(Labeled shape records)
################

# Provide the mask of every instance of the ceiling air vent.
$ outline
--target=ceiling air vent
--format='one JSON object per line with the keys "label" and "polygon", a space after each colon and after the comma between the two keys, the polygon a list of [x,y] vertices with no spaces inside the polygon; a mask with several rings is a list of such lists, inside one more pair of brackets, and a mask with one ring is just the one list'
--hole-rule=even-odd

################

■ **Your task**: Go through the records and print each one exactly.

■ **Correct output**:
# Provide the mask of every instance of the ceiling air vent.
$ outline
--target=ceiling air vent
--format='one JSON object per line with the keys "label" and "polygon", a space after each colon and after the comma between the two keys, the polygon a list of [x,y] vertices with no spaces inside the polygon; a mask with several rings is a list of such lists, inside one more pair of brackets, and a mask with one ring is just the one list'
--hole-rule=even-odd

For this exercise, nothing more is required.